▶ [SELECTED TEXT]:
——————————
What species of conifer? And were any of the chips from walnut or eucalyptus species. Try some turned milk poured on the chip pile. It sounds like the decomposition isn't very far along. Mushrooms won't appear until the whole chip pile is occupied by the spawn.
1 month ago
hau Jen,  the way I have handled gum balls is turn to cha r the ones you can separate easily. The rest needs to be heaped in a cone shape. Once again we want to get the heap hot enough (160)) to kill the germ of those gum seeds. It might take 2 turns and repeats to get the majority of the gum seeds. Hope that helps.

Redhawk
1 month ago
In your situation the bokashi method would work better and you will end up with a better garden production. The method has been used in Korea and Japan for centuries. You just have to dump it back and forth in buckets to add o2 before you spread it on the soil or trench it in. You could, as an option trench the left over veg directly into the garden in the off season, should you have one.
——————————
▶ [LISTED ENTRIES]:

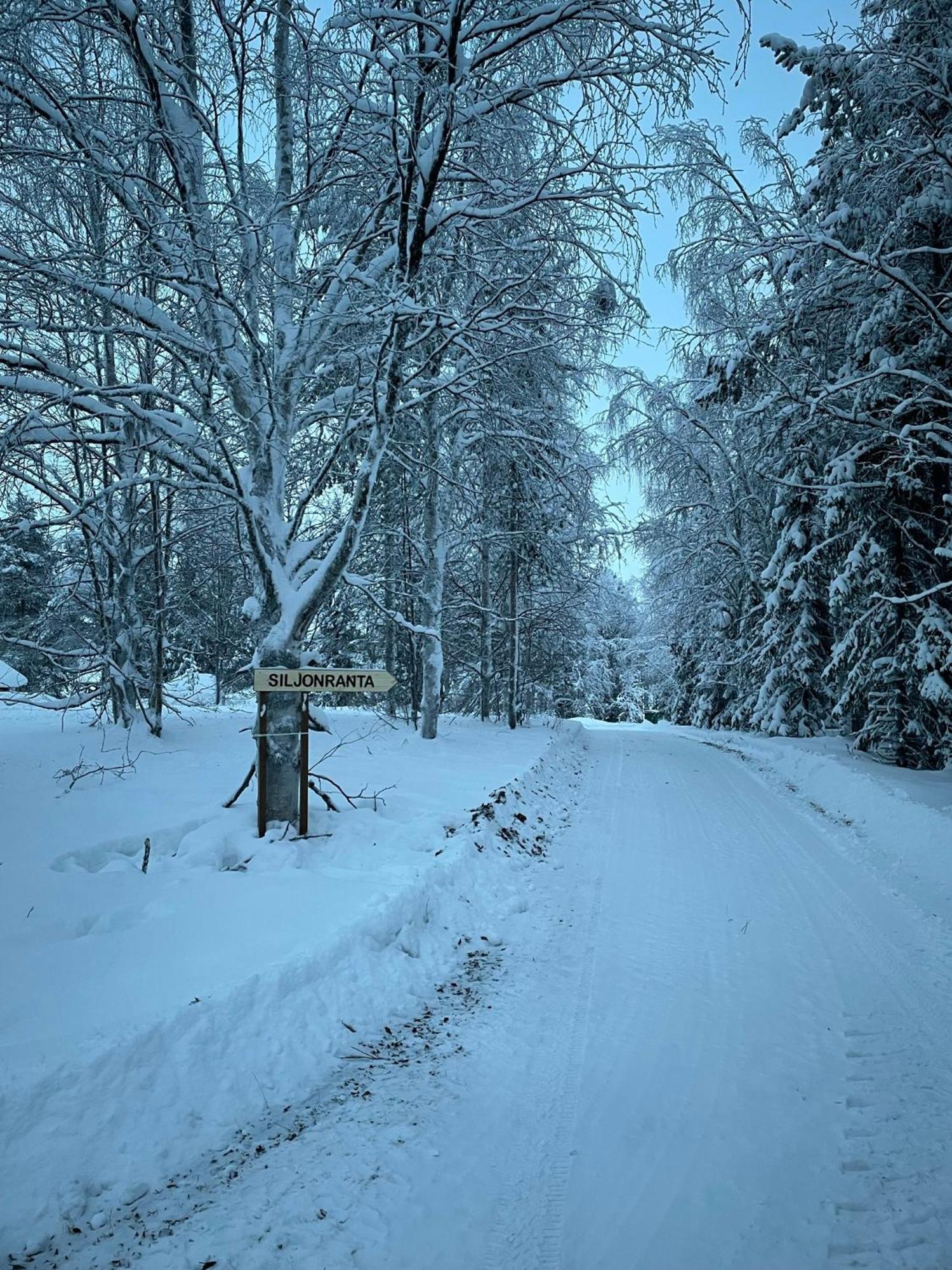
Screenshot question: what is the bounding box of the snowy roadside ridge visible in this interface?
——————————
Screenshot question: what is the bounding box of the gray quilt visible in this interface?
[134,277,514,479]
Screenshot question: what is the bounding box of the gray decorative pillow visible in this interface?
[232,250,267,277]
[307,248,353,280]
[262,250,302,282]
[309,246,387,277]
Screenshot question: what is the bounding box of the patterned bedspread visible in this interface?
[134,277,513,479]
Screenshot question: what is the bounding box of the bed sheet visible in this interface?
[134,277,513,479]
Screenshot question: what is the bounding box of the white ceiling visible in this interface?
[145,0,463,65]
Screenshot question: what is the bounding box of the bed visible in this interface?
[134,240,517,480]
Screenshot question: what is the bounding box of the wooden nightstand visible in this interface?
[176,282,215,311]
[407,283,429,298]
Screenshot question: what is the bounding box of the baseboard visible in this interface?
——————————
▶ [GIVEN PROBLEM A]:
In the composting forum excerpt, where has the bokashi method been used for centuries?
▶ [GIVEN PROBLEM B]:
How would you render this sentence from the composting forum excerpt in Spanish: "Mushrooms won't appear until the whole chip pile is occupied by the spawn."
▶ [GIVEN PROBLEM C]:
Can you write out the passage of the composting forum excerpt between "What species of" and "by the spawn.", inclusive, word for word?

▶ [OUTPUT A]:
Korea and Japan

▶ [OUTPUT B]:
Los hongos no aparecerán hasta que toda la pila de astillas esté ocupada por el micelio.

▶ [OUTPUT C]:
What species of conifer? And were any of the chips from walnut or eucalyptus species. Try some turned milk poured on the chip pile. It sounds like the decomposition isn't very far along. Mushrooms won't appear until the whole chip pile is occupied by the spawn.